§ **What you will do**
Every entry below must be copied exactly, with nothing left out.

§ **Data for the task**
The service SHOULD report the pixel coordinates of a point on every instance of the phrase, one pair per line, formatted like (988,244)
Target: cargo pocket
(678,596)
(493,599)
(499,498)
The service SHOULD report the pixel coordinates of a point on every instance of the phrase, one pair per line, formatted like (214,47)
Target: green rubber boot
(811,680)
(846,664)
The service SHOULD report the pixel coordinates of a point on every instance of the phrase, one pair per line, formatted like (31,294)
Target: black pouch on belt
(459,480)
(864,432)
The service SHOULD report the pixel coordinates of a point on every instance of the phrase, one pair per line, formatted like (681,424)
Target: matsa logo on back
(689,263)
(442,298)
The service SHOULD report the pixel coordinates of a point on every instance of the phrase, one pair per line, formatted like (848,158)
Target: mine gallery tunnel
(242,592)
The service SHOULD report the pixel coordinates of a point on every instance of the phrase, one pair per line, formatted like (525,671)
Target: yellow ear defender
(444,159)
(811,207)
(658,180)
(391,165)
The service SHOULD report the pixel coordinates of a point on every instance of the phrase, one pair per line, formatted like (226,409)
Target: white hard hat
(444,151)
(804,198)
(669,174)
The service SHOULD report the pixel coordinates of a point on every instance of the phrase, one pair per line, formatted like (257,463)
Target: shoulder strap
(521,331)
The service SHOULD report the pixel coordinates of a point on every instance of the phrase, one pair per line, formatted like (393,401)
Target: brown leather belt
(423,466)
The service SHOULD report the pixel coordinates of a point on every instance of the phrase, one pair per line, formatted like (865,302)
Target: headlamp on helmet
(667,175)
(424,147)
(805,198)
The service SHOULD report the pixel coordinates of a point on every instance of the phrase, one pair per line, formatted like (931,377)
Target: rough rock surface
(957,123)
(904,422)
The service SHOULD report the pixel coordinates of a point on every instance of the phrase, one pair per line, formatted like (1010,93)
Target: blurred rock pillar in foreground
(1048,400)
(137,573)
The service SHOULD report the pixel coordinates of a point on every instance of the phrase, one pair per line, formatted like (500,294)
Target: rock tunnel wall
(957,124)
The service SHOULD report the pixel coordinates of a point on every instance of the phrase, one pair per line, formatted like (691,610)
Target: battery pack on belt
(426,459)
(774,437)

§ **Response to this task**
The service SHOULD report the pixel coordinates of a point on every instance of the phrase, one pair per line, formatted like (988,244)
Target: cargo pocket
(678,596)
(493,599)
(499,498)
The service SHOULD report the pixel coordinates of a point on every instance of the phrase, one pair per line, formatted like (214,47)
Target: green rubber boot
(811,680)
(846,664)
The service SHOULD report the pixel coordinates of a point on every instance of the phrase, one pair per line, formatted like (31,294)
Target: black pouch on belt
(459,480)
(864,432)
The service SHOULD report the pixel coordinates of a point on every instance of the phrase, one pair per line, formatted like (681,424)
Target: matsa logo on back
(689,263)
(442,298)
The service SHOULD report the pixel coordinates of a point on every instance of the phrase, one pair per line, formatted like (848,158)
Target: mine gallery tunnel
(242,592)
The service SHOULD report the pixel coordinates of a point on every instance of the phrase, one pair per line, formatted like (525,671)
Target: yellow ear defender
(444,159)
(811,207)
(658,180)
(391,165)
The service SHOULD report the pixel coordinates of a point on every instance of the phrase, one pair per line, formatted like (226,409)
Target: white hard hat
(444,151)
(804,198)
(669,174)
The service SHOULD report the pixel coordinates of a point on every instance of the phrase, one pair per line, formatted like (257,463)
Target: shoulder strap
(521,331)
The service SHOULD report the pixel coordinates of a point on every instance of the phrase, one pair per line, formatted like (393,401)
Target: brown leather belt
(423,466)
The service SHOULD report the pixel coordinates of a point on every instance of the phrase, one pair per line, formatted like (865,302)
Target: headlamp on helmet
(667,175)
(424,147)
(805,198)
The service SHOULD report the pixel coordinates of a point on every instance of the phrase, one pair per line, formatted like (931,377)
Target: rough rock surface
(957,123)
(904,422)
The service SHOULD report the pixel coordinates of a point on every instance of the phrase, one pair per line, formatted like (1010,93)
Target: blurred rock pillar in foreground
(1048,400)
(137,573)
The service SHOULD report the pixel coordinates of a point on every instance of the phrase, one pair per line, formatted like (500,294)
Target: rock tunnel wall
(957,124)
The service SHOULD report the pixel coordinates of a point on every instance of the phrase, one pair per line, formatted like (691,610)
Target: battery pack on belt
(426,459)
(774,437)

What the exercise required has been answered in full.